Restate the whole listing exactly.

Provided data:
........

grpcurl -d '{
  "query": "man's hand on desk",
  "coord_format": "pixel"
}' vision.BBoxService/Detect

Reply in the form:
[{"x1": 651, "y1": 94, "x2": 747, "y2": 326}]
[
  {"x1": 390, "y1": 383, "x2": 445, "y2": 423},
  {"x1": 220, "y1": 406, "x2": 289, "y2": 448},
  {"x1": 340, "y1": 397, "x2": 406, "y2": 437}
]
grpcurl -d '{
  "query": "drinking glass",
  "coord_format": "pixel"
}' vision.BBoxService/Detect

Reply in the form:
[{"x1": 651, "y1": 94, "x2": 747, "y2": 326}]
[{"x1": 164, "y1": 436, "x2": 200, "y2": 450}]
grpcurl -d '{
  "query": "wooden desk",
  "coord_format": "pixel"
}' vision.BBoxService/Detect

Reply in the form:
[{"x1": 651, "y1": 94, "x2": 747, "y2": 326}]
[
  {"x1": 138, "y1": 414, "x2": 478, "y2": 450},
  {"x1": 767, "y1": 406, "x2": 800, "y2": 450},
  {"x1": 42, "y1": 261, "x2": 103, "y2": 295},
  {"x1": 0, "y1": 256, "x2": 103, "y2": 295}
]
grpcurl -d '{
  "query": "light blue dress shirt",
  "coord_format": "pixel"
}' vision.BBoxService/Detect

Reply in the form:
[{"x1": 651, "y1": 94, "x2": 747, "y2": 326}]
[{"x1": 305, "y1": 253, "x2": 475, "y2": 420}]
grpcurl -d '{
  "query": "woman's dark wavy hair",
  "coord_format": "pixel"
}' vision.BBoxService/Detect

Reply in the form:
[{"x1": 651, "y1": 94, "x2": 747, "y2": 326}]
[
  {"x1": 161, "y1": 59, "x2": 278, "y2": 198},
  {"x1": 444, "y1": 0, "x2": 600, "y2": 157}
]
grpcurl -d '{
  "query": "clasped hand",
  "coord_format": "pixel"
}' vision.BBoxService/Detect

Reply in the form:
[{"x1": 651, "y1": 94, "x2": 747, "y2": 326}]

........

The answer:
grpcurl -d '{
  "query": "man's hand on desk",
  "coord_format": "pixel"
}' vision.BBoxService/Detect

Reply in the form:
[{"x1": 651, "y1": 94, "x2": 747, "y2": 326}]
[
  {"x1": 390, "y1": 383, "x2": 445, "y2": 423},
  {"x1": 220, "y1": 406, "x2": 289, "y2": 448},
  {"x1": 340, "y1": 397, "x2": 406, "y2": 437}
]
grpcurl -d '{
  "query": "drinking glass",
  "coord_format": "pixel"
}' vision.BBoxService/Detect

Reply in the form:
[{"x1": 651, "y1": 94, "x2": 747, "y2": 326}]
[{"x1": 164, "y1": 436, "x2": 200, "y2": 450}]
grpcurl -d '{
  "query": "wooden desk",
  "coord_format": "pixel"
}' vision.BBoxService/Detect

Reply in the form:
[{"x1": 651, "y1": 94, "x2": 747, "y2": 326}]
[
  {"x1": 138, "y1": 414, "x2": 478, "y2": 450},
  {"x1": 767, "y1": 406, "x2": 800, "y2": 450},
  {"x1": 42, "y1": 261, "x2": 103, "y2": 295},
  {"x1": 0, "y1": 256, "x2": 103, "y2": 295}
]
grpcurl -d '{
  "query": "light blue dress shirt",
  "coord_format": "pixel"
}' vision.BBoxService/Detect

Reply in the form:
[{"x1": 651, "y1": 94, "x2": 747, "y2": 326}]
[{"x1": 305, "y1": 253, "x2": 475, "y2": 420}]
grpcurl -d '{
  "query": "woman's dark wavy hair",
  "coord_format": "pixel"
}' vision.BBoxService/Detect

Reply in the form:
[{"x1": 651, "y1": 94, "x2": 747, "y2": 326}]
[
  {"x1": 161, "y1": 59, "x2": 278, "y2": 198},
  {"x1": 444, "y1": 0, "x2": 600, "y2": 157}
]
grpcurl -d '{
  "query": "clasped hand",
  "coord_format": "pixel"
}' vision.BBoxService/Detect

Reply in the form:
[{"x1": 651, "y1": 94, "x2": 747, "y2": 326}]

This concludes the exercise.